To override options chosen with setOption(), call the parse function with an optional second argument, an object whose keys and values override the existing options. Example:

G.parse( 'text', { collapseBranches : true } );

More Examples

In addition to the brief examples shown in this file, the test suite in the source code repository is (naturally) a large set of examples of how the module works.

WebWorker API

This section assumes that you have read and understood the API for the non-WebWorker use of the module, as given in the previous sections. It also assumes that you've read the getting started section so that you know how to import this module into a WebWorker.

Assuming you've created a worker W as in that section, you can then interact with it through five types of messages.

Create a new parser

W.postMessage( [ "newParser", "name here", "start token here" ] );

This creates a new parser keyed by the given name, with no tokenizer, overwriting any old one with the same name.

Example:

W.postMessage( [ "newParser", "math expressions", "term" ] );
// No rules in this parser yet, just the parser itself.

Add a token type

W.postMessage( [ "addType", "parser name", "string of token regexp",
                 "optional string of transform function code" ] );

This adds a token type to the parser's tokenizer. If the parser does not yet have a tokenizer, this first creates a new one.

When adding a type to a tokenizer (as documented above) we normally provide the regular expression for recognizing that token. But regular expressions cannot be passed to WebWorkers, and so just their source as a string should be passed instead. See the example below.

Token types can come with an optional transform function to be applied to any token recognized of that type. That fourth parameter is optional and may be omitted from the form shown above. If present, it should be the string representation of the function, so it will survive passage to the WebWorker. See the example below.

Example:

whiteSpaceRegExp = /\s+/;
deleteWhiteSpace = function () { return null; }
W.postMessage( [ "addType", "math expressions", whiteSpaceRegExp.source,
                 String( deleteWhiteSpace ) ] );

Add a grammar rule

W.postMessage( [ "addRule", "parser name", "category", sequences... ] );

This adds one or more rules to the parser. Sending a message of this type leads directly to function calls of addRule() as documented above. Thus you can structure your sequences the same as in calls to addRule(), except for the following change.

Because regular expressions cannot be passed to WebWorkers, we modify the convention for the sequences.

  • Where you would have represented a category by a string containing its name "cat" you now represent it by a string containing its name, plus the prefix to show that it is a category, "c:cat".
  • Where you would have represented a terminal by a regular expression that matches the terminal /fo+/, you now represent it by a string containing the regular expression's source, plus the prefix to show that it is a terminal, "t:fo+".

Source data
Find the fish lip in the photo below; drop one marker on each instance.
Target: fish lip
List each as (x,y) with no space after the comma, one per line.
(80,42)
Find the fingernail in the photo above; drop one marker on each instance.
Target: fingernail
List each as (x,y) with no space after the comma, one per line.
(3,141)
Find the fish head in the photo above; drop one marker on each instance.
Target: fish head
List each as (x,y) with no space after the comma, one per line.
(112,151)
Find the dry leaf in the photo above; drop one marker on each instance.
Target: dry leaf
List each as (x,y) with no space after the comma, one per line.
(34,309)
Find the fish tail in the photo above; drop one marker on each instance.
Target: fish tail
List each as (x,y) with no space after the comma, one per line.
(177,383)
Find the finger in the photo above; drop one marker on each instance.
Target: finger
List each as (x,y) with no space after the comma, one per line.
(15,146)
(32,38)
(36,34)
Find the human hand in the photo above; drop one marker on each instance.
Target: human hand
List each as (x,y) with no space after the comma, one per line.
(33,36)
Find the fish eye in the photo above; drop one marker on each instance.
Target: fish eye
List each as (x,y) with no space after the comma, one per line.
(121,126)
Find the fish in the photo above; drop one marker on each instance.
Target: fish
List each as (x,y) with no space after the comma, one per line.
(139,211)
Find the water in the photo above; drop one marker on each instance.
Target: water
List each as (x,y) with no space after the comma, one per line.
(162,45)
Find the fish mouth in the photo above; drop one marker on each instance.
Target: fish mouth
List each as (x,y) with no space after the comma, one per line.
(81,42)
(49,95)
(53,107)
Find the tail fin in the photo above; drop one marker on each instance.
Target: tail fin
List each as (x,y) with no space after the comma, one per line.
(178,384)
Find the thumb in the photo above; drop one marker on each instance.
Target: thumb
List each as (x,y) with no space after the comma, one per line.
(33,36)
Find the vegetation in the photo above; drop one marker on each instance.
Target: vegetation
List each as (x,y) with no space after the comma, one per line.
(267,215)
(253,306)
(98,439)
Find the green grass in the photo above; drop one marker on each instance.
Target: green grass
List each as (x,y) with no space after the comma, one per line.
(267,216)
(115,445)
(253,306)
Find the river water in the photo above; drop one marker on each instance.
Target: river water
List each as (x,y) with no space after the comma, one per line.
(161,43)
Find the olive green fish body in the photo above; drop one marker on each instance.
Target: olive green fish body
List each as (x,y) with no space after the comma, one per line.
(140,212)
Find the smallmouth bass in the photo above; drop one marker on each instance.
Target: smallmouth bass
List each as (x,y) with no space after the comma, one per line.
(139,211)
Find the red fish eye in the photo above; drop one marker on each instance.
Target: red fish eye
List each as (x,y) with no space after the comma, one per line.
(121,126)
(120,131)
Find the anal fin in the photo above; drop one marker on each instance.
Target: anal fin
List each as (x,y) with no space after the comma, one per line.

**Stated goal**
Summarize the parser documentation excerpt in two sentences. The source data is separate material that has no connection to the parser documentation excerpt.

**Solution below**
Options set with setOption() can be overridden by passing an object of keys and values as a second argument to the parse function, and the WebWorker version of the module is used by posting messages to a worker, such as ones that create a parser, add a token type, or add a grammar rule. Because regular expressions cannot be passed to WebWorkers, token patterns are sent as their source strings, transform functions as their string representations, and rule sequences mark categories and terminals with "c:" and "t:" prefixes.